Фрагмент текста:
Другая история русского искусства
Шрифт:
Глава 2
Лирический сентиментализм
В конце 80-х годов завершается эпоха экспериментов (в том числе и с импрессионизмом); после 1889 года проблемы пленэра или фрагмента исчезают. Их место занимает ключевая для лирического искусства проблема «настроения», решаемая в духе сентиментализма или романтизма.
Для определения сентиментализма рубежа 80–90-х годов (поскольку сентиментализм в каждую эпоху приобретает весьма специфические черты) тоже подходит определение «поэзия жалоб и плача», но плача не столь надрывного, как в 1865 году, — скорее тихого, с оттенком безнадежности и смирения, и, разумеется, лишенного всякого социального контекста. В поэзии это эпоха Надсона и Фруга, эпоха пессимизма, эпоха еврейской печали; может быть, короче всего, одним названием стихотворения, совпадающим с первой строчкой, ее сформулировал Николай Минский: «Как сон, пройдут дела и помыслы людей» (1887). В живописи своеобразным символом эпохи печали становится Левитан, сентиментализм которого постепенно приобретает все более меланхолический характер.
Пространство нового сентиментализма — это мир природы спокойной и прекрасной, полностью лишенной черт случайности, фрагментарности, низменности (той самой «грязи под ногами»), с которых начинался новый лирический натурализм, — и одновременно печальной. Печальной — потому что перед вечной красотой и вечным покоем природы особенно ощущается краткость и тщета человеческой
В этом ощущении вечности природы, пронизывающем сентиментальный пейзаж, присутствует и скрытый религиозный смысл: не то чтобы языческое обожествление природы (периоды сентиментализма скорее христианские по духу), но поиск божественного начала, растворенного в природе, — своеобразный христианский пантеизм. Это невидимое, но ощущаемое «присутствие высшего начала» («божественное нечто, разлитое во всем» [752] ) характерно и для Левитана, и для раннего Нестерова. Оно присутствует, как ни странно, даже у раннего Архипова в элегически решенных жанровых сценах. Эту потребность эпохи в «божественном» выразительно описал друг Левитана Чехов (в повести «Три года»): «Она почувствовала себя одинокой, и ей захотелось идти, идти и идти по тропинке; и там, где была вечерняя заря, покоилось отражение чего-то неземного, вечного» [753] . В этих словах содержится абсолютно точная программа левитановской живописи первой половины 90-х годов. Учитывая религиозный подтекст левитановского пейзажа, можно было бы использовать по отношению к нему термин «символизм», а не «сентиментализм», — если бы не натуралистический характер этого искусства, лишенного всякой условности и стилизации.

Показанный материал:
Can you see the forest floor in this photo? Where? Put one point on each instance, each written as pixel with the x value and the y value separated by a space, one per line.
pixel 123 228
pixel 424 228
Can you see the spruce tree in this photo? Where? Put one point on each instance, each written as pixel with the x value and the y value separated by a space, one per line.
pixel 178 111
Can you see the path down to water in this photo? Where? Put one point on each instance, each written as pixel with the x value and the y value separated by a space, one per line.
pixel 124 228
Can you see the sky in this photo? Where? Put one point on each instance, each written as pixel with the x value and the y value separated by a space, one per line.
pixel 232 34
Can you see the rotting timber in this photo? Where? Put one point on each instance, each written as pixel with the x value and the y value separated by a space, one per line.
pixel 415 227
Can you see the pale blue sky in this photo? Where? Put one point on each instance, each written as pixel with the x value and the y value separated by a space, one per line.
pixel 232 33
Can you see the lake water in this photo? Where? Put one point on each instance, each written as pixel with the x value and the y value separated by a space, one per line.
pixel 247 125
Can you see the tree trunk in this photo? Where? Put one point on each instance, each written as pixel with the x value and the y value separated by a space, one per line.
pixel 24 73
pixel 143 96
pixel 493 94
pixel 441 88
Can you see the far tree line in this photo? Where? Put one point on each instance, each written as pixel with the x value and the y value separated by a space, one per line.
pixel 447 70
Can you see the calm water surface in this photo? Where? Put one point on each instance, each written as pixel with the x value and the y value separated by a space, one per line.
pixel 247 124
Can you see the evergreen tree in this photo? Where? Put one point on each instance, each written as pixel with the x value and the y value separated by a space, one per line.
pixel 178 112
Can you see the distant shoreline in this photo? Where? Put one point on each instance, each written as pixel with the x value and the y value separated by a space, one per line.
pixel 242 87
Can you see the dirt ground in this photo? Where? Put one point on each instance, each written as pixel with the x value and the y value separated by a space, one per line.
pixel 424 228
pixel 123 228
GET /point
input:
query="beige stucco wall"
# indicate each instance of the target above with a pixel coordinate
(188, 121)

Требования:
Выведите без изменений часть текста о лирическом сентиментализме: всё от слов «Для определения сентиментализма» вниз до слов «более меланхолический характер.» включительно.

Результат задания:
Для определения сентиментализма рубежа 80–90-х годов (поскольку сентиментализм в каждую эпоху приобретает весьма специфические черты) тоже подходит определение «поэзия жалоб и плача», но плача не столь надрывного, как в 1865 году, — скорее тихого, с оттенком безнадежности и смирения, и, разумеется, лишенного всякого социального контекста. В поэзии это эпоха Надсона и Фруга, эпоха пессимизма, эпоха еврейской печали; может быть, короче всего, одним названием стихотворения, совпадающим с первой строчкой, ее сформулировал Николай Минский: «Как сон, пройдут дела и помыслы людей» (1887). В живописи своеобразным символом эпохи печали становится Левитан, сентиментализм которого постепенно приобретает все более меланхолический характер.